== Supplied information

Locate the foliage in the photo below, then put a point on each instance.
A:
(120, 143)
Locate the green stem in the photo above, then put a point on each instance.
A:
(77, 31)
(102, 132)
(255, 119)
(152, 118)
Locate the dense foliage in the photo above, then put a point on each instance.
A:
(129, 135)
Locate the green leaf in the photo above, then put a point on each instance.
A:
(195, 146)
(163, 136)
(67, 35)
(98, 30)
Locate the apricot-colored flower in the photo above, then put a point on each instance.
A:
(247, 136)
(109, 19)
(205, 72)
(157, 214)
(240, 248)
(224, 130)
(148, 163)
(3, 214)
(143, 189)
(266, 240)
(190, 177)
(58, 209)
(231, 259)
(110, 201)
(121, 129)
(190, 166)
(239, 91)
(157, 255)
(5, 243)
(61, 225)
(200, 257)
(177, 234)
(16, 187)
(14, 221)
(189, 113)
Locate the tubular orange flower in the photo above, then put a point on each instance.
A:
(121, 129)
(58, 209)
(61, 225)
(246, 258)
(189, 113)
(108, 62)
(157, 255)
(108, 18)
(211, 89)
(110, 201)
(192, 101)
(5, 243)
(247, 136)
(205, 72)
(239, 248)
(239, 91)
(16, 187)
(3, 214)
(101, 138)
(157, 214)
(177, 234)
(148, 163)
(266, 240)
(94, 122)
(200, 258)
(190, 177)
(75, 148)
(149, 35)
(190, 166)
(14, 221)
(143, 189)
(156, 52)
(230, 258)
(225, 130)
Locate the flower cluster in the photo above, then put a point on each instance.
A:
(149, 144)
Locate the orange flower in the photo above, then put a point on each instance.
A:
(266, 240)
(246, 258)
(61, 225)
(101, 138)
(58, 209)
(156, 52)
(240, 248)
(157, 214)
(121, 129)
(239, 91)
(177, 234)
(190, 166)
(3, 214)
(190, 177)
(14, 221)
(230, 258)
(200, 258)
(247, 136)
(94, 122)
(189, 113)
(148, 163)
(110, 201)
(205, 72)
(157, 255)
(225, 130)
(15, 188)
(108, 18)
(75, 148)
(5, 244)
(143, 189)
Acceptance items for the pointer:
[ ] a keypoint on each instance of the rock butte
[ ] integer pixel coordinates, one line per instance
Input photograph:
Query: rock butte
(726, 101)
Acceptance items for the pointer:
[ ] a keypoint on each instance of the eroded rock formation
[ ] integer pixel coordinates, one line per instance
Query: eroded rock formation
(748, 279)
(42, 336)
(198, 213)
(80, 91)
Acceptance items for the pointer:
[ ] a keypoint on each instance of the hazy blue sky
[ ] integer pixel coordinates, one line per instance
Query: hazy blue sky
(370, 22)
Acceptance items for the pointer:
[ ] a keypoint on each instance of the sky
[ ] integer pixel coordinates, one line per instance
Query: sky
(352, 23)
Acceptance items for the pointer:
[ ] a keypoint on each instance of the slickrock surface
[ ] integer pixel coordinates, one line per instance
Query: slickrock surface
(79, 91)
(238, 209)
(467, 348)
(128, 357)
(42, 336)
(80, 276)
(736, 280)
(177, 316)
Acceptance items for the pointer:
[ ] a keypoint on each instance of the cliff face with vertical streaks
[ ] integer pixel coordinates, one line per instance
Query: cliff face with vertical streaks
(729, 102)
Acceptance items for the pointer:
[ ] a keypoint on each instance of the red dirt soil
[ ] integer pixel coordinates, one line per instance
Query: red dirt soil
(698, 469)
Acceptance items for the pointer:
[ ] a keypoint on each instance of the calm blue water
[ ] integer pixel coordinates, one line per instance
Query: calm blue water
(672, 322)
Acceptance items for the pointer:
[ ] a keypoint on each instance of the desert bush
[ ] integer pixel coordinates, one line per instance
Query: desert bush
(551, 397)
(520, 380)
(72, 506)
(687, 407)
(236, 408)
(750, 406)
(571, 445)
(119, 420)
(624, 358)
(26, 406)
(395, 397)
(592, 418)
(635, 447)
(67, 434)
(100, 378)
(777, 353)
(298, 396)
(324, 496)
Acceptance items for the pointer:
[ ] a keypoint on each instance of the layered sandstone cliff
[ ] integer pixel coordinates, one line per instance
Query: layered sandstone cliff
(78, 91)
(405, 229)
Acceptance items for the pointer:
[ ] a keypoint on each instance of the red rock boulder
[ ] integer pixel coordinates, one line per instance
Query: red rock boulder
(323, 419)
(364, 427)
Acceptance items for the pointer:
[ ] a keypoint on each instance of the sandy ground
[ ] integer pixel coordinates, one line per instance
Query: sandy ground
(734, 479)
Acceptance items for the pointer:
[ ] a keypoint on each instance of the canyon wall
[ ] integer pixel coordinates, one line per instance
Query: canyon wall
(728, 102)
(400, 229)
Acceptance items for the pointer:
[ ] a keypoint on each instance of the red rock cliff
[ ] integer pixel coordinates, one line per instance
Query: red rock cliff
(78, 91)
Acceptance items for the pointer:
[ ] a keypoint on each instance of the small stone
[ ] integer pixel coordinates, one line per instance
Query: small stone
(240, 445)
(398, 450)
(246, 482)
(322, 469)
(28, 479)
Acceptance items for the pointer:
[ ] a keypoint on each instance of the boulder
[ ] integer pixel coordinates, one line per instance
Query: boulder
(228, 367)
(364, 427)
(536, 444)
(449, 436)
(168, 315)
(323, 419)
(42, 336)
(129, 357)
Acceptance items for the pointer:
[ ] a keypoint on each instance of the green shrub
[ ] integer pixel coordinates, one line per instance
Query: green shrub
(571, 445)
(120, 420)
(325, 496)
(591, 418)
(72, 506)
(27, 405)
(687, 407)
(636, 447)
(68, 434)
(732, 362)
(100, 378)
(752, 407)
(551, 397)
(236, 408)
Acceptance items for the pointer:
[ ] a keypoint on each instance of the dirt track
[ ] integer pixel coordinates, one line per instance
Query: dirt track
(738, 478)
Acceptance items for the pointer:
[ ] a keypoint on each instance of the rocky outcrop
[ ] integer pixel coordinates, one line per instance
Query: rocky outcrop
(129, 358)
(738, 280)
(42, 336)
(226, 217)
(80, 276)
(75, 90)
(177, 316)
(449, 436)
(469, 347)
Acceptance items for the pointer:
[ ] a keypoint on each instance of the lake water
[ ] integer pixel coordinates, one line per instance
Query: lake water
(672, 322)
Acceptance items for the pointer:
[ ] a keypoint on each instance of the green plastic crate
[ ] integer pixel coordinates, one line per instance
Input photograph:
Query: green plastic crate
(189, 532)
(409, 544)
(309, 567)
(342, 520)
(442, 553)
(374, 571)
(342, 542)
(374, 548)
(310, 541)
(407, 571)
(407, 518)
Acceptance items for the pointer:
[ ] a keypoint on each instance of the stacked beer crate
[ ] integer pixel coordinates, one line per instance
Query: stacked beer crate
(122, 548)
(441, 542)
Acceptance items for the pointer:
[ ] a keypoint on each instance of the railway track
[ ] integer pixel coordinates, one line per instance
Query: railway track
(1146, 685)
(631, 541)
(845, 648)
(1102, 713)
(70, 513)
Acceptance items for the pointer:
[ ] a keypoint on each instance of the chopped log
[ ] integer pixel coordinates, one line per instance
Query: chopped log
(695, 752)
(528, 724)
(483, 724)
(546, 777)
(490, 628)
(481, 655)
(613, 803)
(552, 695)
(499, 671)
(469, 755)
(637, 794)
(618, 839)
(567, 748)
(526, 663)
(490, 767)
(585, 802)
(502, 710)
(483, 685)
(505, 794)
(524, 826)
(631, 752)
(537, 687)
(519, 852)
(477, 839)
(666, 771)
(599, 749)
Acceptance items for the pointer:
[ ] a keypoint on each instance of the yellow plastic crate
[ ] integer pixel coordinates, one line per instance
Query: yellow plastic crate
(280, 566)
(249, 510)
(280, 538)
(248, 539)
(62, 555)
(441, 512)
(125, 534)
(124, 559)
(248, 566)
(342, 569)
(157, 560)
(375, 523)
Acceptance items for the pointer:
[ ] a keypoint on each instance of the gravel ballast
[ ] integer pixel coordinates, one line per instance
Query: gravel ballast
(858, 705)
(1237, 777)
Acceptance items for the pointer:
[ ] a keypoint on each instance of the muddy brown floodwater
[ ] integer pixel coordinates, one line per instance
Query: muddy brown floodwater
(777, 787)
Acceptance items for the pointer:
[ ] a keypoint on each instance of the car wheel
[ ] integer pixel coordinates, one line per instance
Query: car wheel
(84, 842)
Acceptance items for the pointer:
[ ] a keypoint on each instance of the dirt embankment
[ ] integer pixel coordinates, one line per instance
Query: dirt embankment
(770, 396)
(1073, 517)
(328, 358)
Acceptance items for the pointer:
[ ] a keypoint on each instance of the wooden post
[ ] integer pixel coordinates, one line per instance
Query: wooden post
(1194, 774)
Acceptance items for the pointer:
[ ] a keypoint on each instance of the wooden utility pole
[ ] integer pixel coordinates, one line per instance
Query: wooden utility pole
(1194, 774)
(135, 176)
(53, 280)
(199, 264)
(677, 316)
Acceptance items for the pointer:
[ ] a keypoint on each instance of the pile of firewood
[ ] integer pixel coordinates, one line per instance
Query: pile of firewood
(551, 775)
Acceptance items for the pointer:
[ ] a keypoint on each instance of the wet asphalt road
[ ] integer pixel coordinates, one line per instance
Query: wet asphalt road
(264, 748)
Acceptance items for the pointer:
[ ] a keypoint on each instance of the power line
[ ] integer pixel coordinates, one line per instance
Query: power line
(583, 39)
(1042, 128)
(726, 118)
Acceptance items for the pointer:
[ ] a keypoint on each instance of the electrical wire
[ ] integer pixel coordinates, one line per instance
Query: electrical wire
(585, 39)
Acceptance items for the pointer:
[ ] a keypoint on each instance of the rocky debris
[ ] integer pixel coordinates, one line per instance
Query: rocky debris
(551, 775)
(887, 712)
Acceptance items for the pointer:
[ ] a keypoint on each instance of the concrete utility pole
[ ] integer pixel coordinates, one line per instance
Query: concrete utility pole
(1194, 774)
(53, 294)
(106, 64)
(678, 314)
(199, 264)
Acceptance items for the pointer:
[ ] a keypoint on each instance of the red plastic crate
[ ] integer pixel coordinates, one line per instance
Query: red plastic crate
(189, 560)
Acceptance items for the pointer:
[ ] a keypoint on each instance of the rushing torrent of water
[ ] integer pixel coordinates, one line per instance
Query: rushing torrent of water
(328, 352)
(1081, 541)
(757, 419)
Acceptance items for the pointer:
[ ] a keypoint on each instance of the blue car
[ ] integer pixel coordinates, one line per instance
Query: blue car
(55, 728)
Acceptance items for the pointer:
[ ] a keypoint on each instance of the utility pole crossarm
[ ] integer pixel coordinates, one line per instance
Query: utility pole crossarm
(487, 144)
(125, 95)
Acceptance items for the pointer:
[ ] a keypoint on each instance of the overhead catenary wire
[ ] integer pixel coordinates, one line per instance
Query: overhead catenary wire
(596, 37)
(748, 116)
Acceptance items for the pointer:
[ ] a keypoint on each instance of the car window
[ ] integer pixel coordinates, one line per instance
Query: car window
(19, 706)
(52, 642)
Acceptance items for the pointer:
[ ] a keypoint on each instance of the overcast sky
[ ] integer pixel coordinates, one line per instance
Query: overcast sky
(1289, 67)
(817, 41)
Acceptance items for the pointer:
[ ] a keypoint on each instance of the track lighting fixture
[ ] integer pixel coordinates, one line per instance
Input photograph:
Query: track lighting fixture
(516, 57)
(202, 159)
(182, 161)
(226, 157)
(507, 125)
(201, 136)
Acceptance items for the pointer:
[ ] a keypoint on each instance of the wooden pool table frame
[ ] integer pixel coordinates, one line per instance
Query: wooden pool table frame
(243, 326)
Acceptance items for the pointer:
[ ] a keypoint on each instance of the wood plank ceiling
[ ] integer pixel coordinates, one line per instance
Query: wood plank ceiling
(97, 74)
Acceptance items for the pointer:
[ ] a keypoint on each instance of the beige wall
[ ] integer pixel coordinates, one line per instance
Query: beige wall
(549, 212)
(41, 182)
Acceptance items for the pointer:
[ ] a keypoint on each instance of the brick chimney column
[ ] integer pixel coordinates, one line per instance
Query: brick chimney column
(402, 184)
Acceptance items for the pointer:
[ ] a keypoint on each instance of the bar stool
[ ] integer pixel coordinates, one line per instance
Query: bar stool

====

Task to carry out
Collect every line in the entries that contains the word "calm", and write each one out in full.

The output
[ ] a keypoint on each instance of the calm blue water
Query: calm blue water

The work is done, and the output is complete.